Type every record exactly as it appears.
··········
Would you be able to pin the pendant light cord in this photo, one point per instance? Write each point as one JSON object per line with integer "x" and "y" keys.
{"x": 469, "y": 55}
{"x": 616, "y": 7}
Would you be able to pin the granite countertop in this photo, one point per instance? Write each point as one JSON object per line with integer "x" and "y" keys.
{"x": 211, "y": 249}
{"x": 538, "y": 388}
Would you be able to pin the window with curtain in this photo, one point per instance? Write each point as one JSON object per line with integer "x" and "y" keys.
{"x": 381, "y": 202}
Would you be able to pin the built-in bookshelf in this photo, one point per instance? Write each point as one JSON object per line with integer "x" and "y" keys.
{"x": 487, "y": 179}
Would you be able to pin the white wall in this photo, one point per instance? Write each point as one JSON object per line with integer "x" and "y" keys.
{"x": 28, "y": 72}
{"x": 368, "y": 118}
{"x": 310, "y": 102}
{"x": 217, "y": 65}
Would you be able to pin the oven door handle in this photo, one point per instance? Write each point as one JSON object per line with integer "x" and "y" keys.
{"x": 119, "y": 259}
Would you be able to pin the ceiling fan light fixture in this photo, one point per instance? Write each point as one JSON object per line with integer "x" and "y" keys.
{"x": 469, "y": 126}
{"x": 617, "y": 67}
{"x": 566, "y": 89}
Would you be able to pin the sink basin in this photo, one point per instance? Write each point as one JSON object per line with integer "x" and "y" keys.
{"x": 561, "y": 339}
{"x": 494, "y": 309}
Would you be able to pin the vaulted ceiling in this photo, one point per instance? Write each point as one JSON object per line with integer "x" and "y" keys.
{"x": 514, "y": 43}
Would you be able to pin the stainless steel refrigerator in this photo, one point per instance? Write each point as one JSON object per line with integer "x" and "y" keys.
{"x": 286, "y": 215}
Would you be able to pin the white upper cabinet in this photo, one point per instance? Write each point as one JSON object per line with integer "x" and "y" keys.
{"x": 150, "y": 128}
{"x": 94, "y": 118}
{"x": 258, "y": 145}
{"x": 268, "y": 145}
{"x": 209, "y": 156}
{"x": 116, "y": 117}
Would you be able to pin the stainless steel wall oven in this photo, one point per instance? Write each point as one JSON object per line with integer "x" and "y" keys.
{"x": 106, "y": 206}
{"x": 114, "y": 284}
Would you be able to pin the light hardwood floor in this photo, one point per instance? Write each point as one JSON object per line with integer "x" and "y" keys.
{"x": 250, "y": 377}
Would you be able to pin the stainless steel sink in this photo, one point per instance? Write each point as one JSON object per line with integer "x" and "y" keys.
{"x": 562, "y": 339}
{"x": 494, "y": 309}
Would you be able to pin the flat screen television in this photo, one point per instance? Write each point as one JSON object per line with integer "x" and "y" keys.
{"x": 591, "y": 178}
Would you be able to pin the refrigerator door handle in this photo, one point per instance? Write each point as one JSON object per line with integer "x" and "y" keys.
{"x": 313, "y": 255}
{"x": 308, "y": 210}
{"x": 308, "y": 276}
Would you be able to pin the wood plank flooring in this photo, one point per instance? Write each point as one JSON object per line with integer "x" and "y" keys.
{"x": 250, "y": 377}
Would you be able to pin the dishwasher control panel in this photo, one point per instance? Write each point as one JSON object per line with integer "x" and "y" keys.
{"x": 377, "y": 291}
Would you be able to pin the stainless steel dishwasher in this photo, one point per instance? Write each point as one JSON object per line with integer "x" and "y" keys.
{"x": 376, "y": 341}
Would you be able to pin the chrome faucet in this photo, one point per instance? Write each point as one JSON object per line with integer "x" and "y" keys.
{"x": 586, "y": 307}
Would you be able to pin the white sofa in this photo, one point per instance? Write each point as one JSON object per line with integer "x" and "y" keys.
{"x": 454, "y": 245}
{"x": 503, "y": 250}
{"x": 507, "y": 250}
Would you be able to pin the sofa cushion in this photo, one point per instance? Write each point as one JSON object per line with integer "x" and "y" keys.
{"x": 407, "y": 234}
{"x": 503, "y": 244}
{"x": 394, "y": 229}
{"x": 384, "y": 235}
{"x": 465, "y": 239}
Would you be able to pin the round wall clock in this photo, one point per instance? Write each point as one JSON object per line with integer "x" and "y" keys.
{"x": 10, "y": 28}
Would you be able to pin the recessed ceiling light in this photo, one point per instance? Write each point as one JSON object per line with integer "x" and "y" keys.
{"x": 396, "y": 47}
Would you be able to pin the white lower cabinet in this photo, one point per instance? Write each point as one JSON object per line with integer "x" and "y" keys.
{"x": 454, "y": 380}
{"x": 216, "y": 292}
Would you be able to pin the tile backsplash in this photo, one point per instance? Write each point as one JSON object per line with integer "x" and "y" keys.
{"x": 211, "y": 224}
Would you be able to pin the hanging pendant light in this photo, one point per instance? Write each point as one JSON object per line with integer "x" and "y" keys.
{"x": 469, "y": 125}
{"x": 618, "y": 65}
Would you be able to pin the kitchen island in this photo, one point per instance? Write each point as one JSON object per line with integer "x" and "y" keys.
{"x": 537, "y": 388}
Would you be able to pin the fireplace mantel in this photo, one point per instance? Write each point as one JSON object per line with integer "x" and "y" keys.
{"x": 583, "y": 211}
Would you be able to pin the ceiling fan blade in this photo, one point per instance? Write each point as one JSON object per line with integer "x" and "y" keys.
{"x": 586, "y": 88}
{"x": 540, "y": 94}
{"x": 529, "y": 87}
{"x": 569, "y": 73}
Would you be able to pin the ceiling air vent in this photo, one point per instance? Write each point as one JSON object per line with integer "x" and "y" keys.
··········
Answer space:
Would you be able to pin the pendant light cord in this photo, one point per instance? Write each point as one JSON object per line with integer "x" and "y" keys.
{"x": 469, "y": 55}
{"x": 616, "y": 7}
Would you be able to pin the granite countertop in this photo, one point per instance? Write each point as one JSON object per line with integer "x" and "y" keys.
{"x": 211, "y": 249}
{"x": 538, "y": 388}
Would you be able to pin the window with curtain in this photo, one point per instance? Write each point as one JSON object per line with integer "x" and "y" keys.
{"x": 381, "y": 202}
Would you be able to pin the built-in bookshelf in this photo, one point per instance? Write each point as one JSON object per line with integer "x" and "y" keys.
{"x": 487, "y": 179}
Would you be able to pin the white wall in this photo, one point per instance? Write each point as one JSON object per line with integer "x" and "y" keys.
{"x": 28, "y": 72}
{"x": 368, "y": 118}
{"x": 310, "y": 102}
{"x": 217, "y": 65}
Would you be able to pin the oven door handle in this photo, one point per instance? Write each point as one JSON object per line with integer "x" and "y" keys.
{"x": 119, "y": 259}
Would you be able to pin the ceiling fan light fixture in this photo, one point per instance? Write each point as one JSON object per line with integer "x" and "y" keys.
{"x": 469, "y": 126}
{"x": 617, "y": 67}
{"x": 566, "y": 89}
Would you be able to pin the sink basin in this photo, one point per instance? Write each point as one JSON object per line with integer "x" and "y" keys.
{"x": 561, "y": 339}
{"x": 494, "y": 309}
Would you be able to pin the vaulted ceiling in this photo, one point per instance? Write each point as one JSON object per line with integer "x" and "y" keys.
{"x": 514, "y": 43}
Would you be able to pin the stainless steel refrigerator in this photo, one point per instance? Write each point as one JSON object per line with integer "x" and "y" keys.
{"x": 286, "y": 215}
Would you be able to pin the white upper cabinet in this photo, one point per instance? Write each point as one JSON object per line with integer "x" and "y" keys.
{"x": 150, "y": 128}
{"x": 94, "y": 118}
{"x": 258, "y": 145}
{"x": 268, "y": 145}
{"x": 209, "y": 156}
{"x": 116, "y": 117}
Would you be able to pin the stainless steel wall oven in this photo, one point per instance? Write each point as one JSON object per line with integer "x" and "y" keys.
{"x": 106, "y": 206}
{"x": 114, "y": 284}
Would you be able to pin the light hardwood floor in this photo, one point per instance? Write each point as one JSON object per line with integer "x" and "y" keys.
{"x": 250, "y": 377}
Would you be able to pin the stainless steel sink in this photo, one point per instance? Write each point as one JSON object per line with integer "x" and "y" keys.
{"x": 562, "y": 339}
{"x": 494, "y": 309}
Would you be able to pin the flat screen television in this photo, one point per instance? Write each point as one JSON object per line with integer "x" and "y" keys.
{"x": 591, "y": 178}
Would you be able to pin the refrigerator door handle in this photo, one point per instance? Write each point as one JSON object per line with integer "x" and "y" keys.
{"x": 313, "y": 255}
{"x": 308, "y": 210}
{"x": 308, "y": 276}
Would you be able to pin the wood plank flooring in this photo, one point per instance? Write each point as one JSON object per line with integer "x" and "y" keys.
{"x": 250, "y": 377}
Would you be able to pin the dishwasher control panel in this photo, one point per instance? Write each point as one JSON object per line with integer "x" and "y" keys.
{"x": 377, "y": 291}
Would you be able to pin the stainless steel dishwasher in this photo, one point per instance? Write each point as one JSON object per line with integer "x" and "y" keys.
{"x": 376, "y": 341}
Would you be able to pin the chrome faucet in this photo, one point per instance? Write each point as one JSON object per line with integer "x" and "y" keys.
{"x": 586, "y": 307}
Would you be able to pin the white sofa in this photo, one point per instance? Write each point as one JSON object per line with integer "x" and "y" keys.
{"x": 454, "y": 245}
{"x": 503, "y": 250}
{"x": 507, "y": 250}
Would you be able to pin the sofa cushion in this photo, one point per instance? Write each point as one JSON object per line with integer "x" and "y" keys.
{"x": 407, "y": 234}
{"x": 503, "y": 244}
{"x": 394, "y": 229}
{"x": 384, "y": 235}
{"x": 465, "y": 239}
Would you be able to pin the round wall clock in this photo, one point per instance? Write each point as one JSON object per line with integer "x" and "y" keys.
{"x": 10, "y": 28}
Would you be able to pin the recessed ceiling light in this photo, one point per instance? Write each point as one JSON object per line with integer "x" and "y" keys.
{"x": 396, "y": 47}
Would you be able to pin the white lower cabinet in this photo, one point per instance? Write each point as one JSON object per line with integer "x" and "y" keys.
{"x": 454, "y": 380}
{"x": 216, "y": 292}
Would you be able to pin the tile backsplash in this photo, one point per instance? Write each point as one JSON object per line with integer "x" and "y" keys.
{"x": 211, "y": 224}
Would you be able to pin the hanging pendant light in this photo, one point per instance? Write each point as one JSON object per line with integer "x" and "y" keys.
{"x": 469, "y": 125}
{"x": 618, "y": 65}
Would you be able to pin the kitchen island in this photo, one point per instance? Write each point as one JSON object per line with integer "x" and "y" keys.
{"x": 537, "y": 388}
Would you be able to pin the fireplace mantel in this photo, one point per instance? Write each point as one JSON object per line with integer "x" and "y" keys.
{"x": 583, "y": 211}
Would you be able to pin the ceiling fan blade in this photo, one point per instance? Write each point as one JSON object per line with integer "x" and "y" keys.
{"x": 586, "y": 88}
{"x": 540, "y": 94}
{"x": 529, "y": 87}
{"x": 569, "y": 73}
Would you be able to pin the ceiling air vent in this photo, one point per instance? Write each point as one JSON object per line with integer "x" and "y" keys.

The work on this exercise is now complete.